┌─ Supplied passage
Project workflow

Author

Kurt Hilton (Fisheries Officer), Dominica

Preamble

This quick guide introduces the packages r4np and here which can be used to make your workflow a little less hectic.

We’ll use the r4np package to easily create folders within projects and here as an alternative to call in data sets to R.

Read more on here

Review of starting up projects

Visualizations - Part I outlined the process to start a project, but let’s review:

Creating an R studio project
  1. File -> New project -> New Directory
  2. Type in a directory name
  3. Decide where to store the project (read: the directory) on your computer using “Browse…”
  4. Press “Create Project”

Congratulations, you’ve made a project. Now lets create some folders and start structuring our project.

But first, why even bother?

Folder structure is important for R projects , it makes it easier to navigate the project contents, resume work after a hiatus, and re-use code in multiple projects . A proper folder structure helps in organizing your code, especially as the project grows and multiple files are put into a folder. Using a consistent folder structure and file naming system across projects can further save you time and mental energy when making decisions about where files should live.

Note

There may be other methods to get this task done but we’ll be using the r4np packaged to automatically create folders under our project.

#For this section you have two choices. 
#1. The code below could be copied into a new script, creates the same results
#2. The code could be copied  directly to the console. The results will be the same

library(devtools)
devtools::install_github("ddauber/r4np") #Use this code to install library R for non programers. You only need to do this once. 

library(r4np)
create_project_folder()

After running create_project_folder(), you should have 6 folders automatically created.

00_raw_data - As the folder suggests, raw unprocessed data should be stored here. Remember, in R we don’t alter our data set.

01_tidy_data - All data that has been cleaned can be stored here for later use.

03_r_scripts - safe place for your scripts

03_plots

04_reports

99_other

Using “here”
└─
┌─ Data segment
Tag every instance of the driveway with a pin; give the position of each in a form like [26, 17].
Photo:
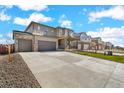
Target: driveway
[64, 69]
└─
→ The tasks:
**a.** Please say whether each statement below agrees with the project workflow guide, answering yes or no and quoting the words from the guide that decide it.
(i) The r4np package has to be installed again each time it is used.
(ii) Raw, unprocessed data belongs in the 00_raw_data folder.
(iii) Running create_project_folder() produces four folders.
**b.** Write the next part of the project workflow guide, picking up right after its final line.

→ Task-by-task results:
**a.**
(i) No: "You only need to do this once."
(ii) Yes: "00_raw_data - As the folder suggests, raw unprocessed data should be stored here."
(iii) No: "you should have 6 folders automatically created."

**b.**
Illustration by Allison Horst

To install the here package, you can use the install.packages() function. For example, to install the here package, you would run the following command:

install.packages("here")

Once the package is installed, you can load it using the library() function. For example, to load the here package, you would run the following command:

library(here)

After loading the package, you can use its functions. The goal of the here package is to enable easy file referencing in project-oriented workflows. In contrast to using setwd() , which can be considered fragile and dependent on how you organize your files, here uses top level directory of a project to easily build files.

Here's how you could use the here() function from the here package to build a path relative to the top-level directory in order to read or write a file:

# build a path relative to the top-level directory
file <- here("00_raw_data", "minke.csv") #file should be stored inside of your project file and in your raw data folder.
# assign dand read in data using function read.csv
minke <- read.csv(file)

#if you have an excel file with multiple files then it can be done using the method below.

file <- here("00_raw_data", "minke.xlsx")
minke <- read_xlsx(file, sheet = 1)

#This step can also be accomplished in one line of code. options. 
minke <- read.csv(here("00_raw_data", "minke.csv"))